Given instruction a - Collect every line in the entries that contains the string "vegetation", matching case exactly.

Text extract -
▬▬▬

Committees of the Board
The Board has three standing committees to facilitate and assist the Board in the execution of its
responsibilities: (1) Audit and Finance, (2) Compensation, and (3) Nominating and Corporate
Governance. All the committees are comprised solely of non-employee, independent directors as
defined by The Nasdaq Stock Market listing standards. Charters for each committee are available on
the Company’s Web site, www.SkyWest.com.
The table below shows current membership for each of the standing Board committees.
Audit & Finance Compensation Nominating & Corporate Governance
W. Steve Albrecht* Henry J. Eyring* Ian M. Cumming*
J. Ralph Atkin Steven F. Udvar-Hazy Steve Albrecht
Henry J. Eyring Ian M. Cumming J. Ralph Atkin
Robert G. Sarver Margaret S. Billson Steven F. Udvar-Hazy
James L. Welch
* Committee Chair
Audit & Finance Committee
The Audit and Finance Committee has four members and met five times during the year ended
December 31, 2008. The Board has determined that Mr. W. Steve Albrecht, Chair of the Audit and
Finance Committee, is an ‘‘audit committee financial expert’’ within the meaning stipulated by the
Securities and Exchange Commission.

▬▬▬

Records for this exercise -
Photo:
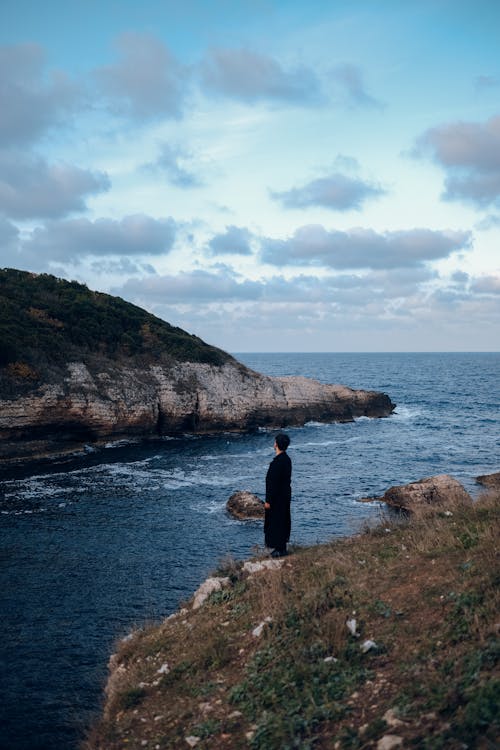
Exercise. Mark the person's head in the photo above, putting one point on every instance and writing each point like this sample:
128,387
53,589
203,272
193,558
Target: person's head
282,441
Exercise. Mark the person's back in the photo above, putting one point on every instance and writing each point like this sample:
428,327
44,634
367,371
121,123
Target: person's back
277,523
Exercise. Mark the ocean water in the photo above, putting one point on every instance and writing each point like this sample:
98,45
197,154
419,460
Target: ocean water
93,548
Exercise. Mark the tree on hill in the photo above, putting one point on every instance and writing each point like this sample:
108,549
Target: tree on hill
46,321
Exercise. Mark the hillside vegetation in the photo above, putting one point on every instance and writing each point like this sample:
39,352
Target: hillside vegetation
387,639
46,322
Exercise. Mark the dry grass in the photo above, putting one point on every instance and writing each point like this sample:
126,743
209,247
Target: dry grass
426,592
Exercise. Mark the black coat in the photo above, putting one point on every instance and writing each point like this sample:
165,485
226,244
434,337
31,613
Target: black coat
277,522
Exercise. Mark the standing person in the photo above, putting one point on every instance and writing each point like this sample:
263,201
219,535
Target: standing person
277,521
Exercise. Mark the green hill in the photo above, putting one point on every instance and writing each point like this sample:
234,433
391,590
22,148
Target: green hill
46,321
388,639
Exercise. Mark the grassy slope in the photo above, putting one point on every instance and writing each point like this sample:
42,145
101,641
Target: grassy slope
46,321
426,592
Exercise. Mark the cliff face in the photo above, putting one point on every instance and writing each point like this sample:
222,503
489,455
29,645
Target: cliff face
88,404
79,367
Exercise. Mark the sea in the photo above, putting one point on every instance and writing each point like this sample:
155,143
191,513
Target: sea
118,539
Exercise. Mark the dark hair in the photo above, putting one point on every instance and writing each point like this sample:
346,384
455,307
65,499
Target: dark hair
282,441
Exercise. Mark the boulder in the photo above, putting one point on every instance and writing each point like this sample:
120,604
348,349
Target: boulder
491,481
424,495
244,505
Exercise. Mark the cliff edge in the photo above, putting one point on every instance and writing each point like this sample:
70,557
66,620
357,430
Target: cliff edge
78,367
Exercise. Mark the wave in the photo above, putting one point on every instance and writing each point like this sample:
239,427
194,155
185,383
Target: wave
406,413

▬▬▬

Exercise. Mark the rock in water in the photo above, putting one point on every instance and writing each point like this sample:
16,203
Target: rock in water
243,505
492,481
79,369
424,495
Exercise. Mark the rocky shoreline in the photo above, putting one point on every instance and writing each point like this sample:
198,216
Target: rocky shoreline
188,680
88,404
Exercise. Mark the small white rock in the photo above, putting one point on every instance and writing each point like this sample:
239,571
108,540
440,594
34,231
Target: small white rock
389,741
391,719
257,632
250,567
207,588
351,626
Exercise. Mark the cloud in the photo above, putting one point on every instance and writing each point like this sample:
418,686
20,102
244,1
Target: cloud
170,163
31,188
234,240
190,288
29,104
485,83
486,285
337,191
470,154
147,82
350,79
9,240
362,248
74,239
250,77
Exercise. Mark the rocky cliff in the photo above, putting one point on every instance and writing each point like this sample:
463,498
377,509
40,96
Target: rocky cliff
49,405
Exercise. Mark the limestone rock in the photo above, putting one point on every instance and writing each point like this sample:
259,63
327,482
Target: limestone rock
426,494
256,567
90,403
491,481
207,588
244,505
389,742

▬▬▬

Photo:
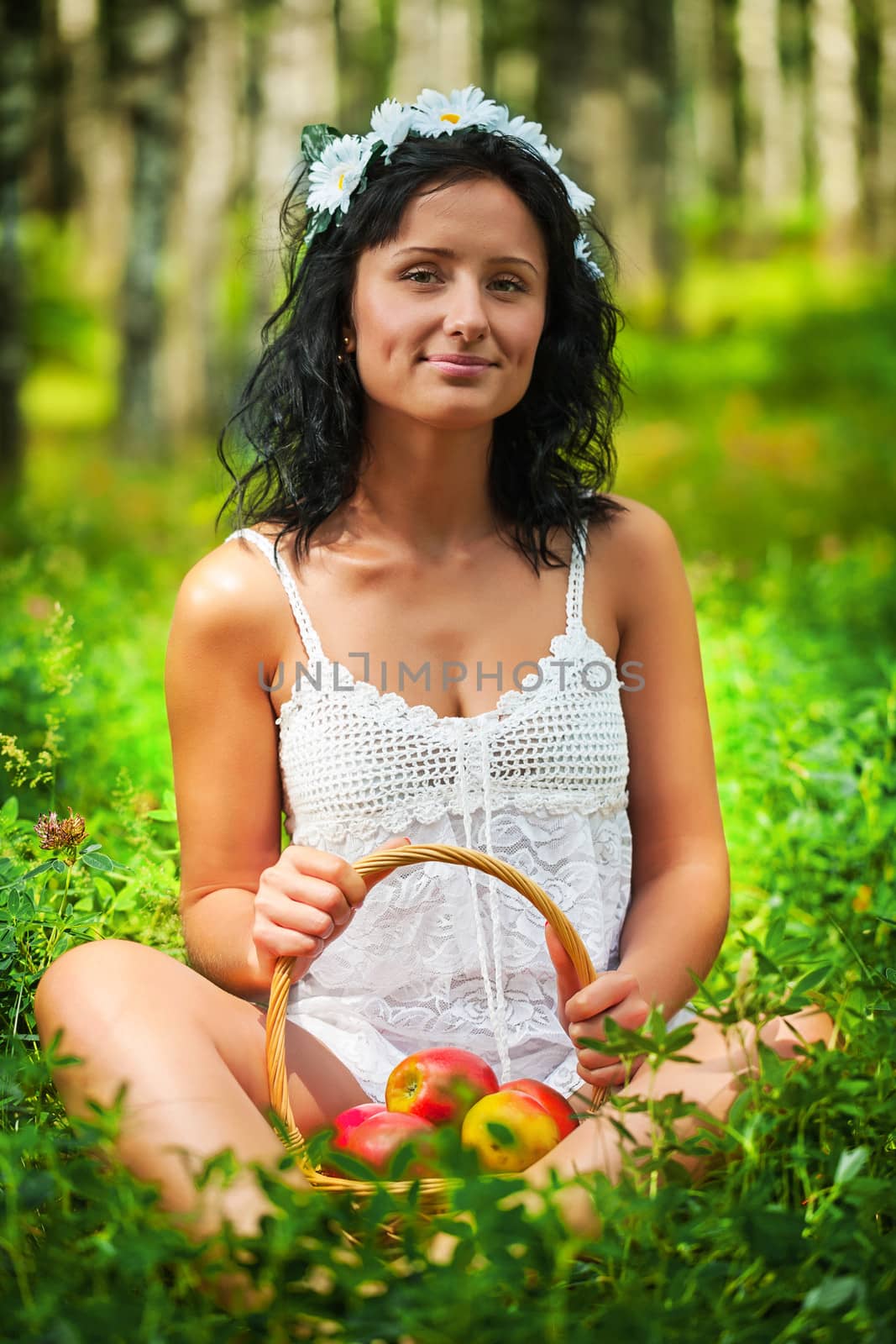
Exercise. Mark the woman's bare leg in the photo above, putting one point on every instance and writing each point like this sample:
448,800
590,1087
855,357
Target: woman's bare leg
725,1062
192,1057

▬▬▬

Given instruction b - Translate this sentence from the board committees text into Spanish: "The Audit and Finance Committee has four members and met five times during the year ended December 31, 2008."

Written response a -
Exercise. Mark the hillside vegetation in the photo above, putting one point on every instance and writing each point like this sample:
Target: hillside vegetation

Written response b - El Comité de Auditoría y Finanzas tiene cuatro miembros y se reunió cinco veces durante el año terminado el 31 de diciembre de 2008.